▸ **Aim of the task**
In the lines below, swap "dry brown leaf" for "withered leaf" and keep everything else the same. Leave the pictures out of your answer.

▸ **Material to process**
..........

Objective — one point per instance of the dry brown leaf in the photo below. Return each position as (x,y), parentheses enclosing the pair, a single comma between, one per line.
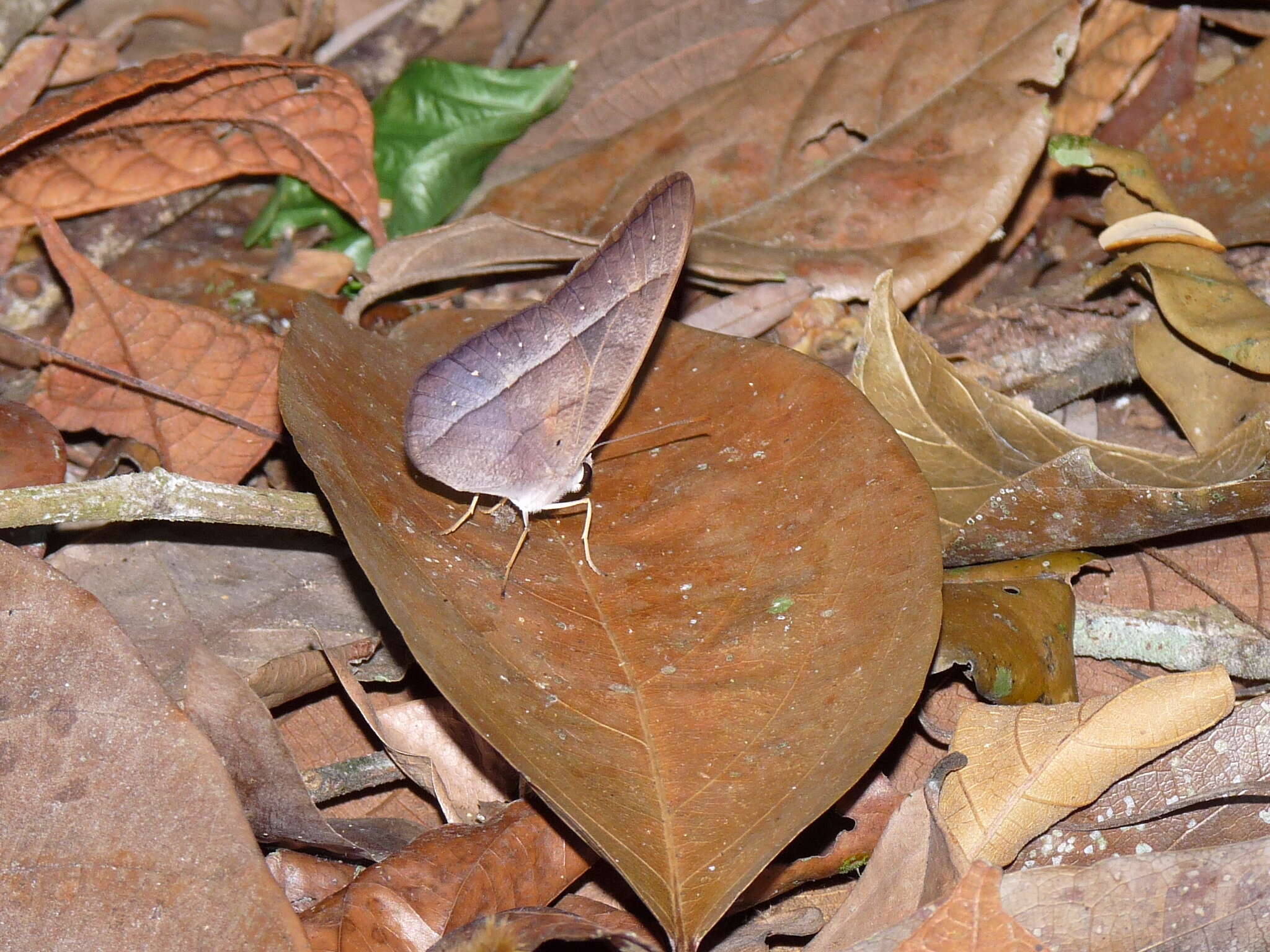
(191,121)
(900,144)
(1192,899)
(1183,800)
(625,669)
(308,879)
(634,61)
(122,829)
(32,451)
(1010,482)
(456,874)
(1212,157)
(25,74)
(1235,564)
(1030,765)
(189,350)
(1117,38)
(314,270)
(753,310)
(234,596)
(973,920)
(251,594)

..........

▸ **Result**
Objective — one point per instance of the withered leaf in the photo below. Return each position as (x,y), parentheses enclosing the pair, a single comma between, one per line.
(191,121)
(900,144)
(1192,899)
(1183,800)
(625,669)
(308,879)
(634,61)
(122,829)
(32,451)
(1010,482)
(456,874)
(1212,157)
(25,74)
(1235,564)
(1030,765)
(189,350)
(1117,38)
(314,270)
(753,310)
(234,596)
(973,920)
(251,594)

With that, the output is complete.